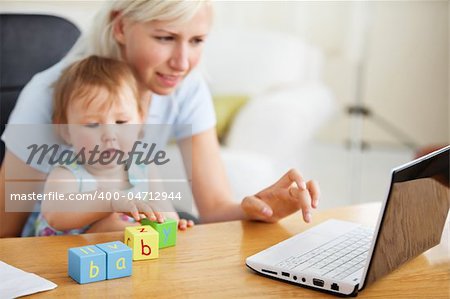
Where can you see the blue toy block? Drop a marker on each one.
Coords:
(87, 264)
(118, 259)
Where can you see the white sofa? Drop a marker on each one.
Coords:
(288, 102)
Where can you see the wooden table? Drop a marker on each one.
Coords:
(209, 262)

== Task to complete ==
Word for word, quote the lines above. Omit the pictures.

== Solution ==
Where can you see the blue toy block? Drop a marker on each one.
Coords:
(87, 264)
(118, 259)
Where can you see the white sofa? Drop a marker on each one.
Coords:
(288, 102)
Where can you see the wooden table? Drop a marker on each one.
Coords:
(209, 262)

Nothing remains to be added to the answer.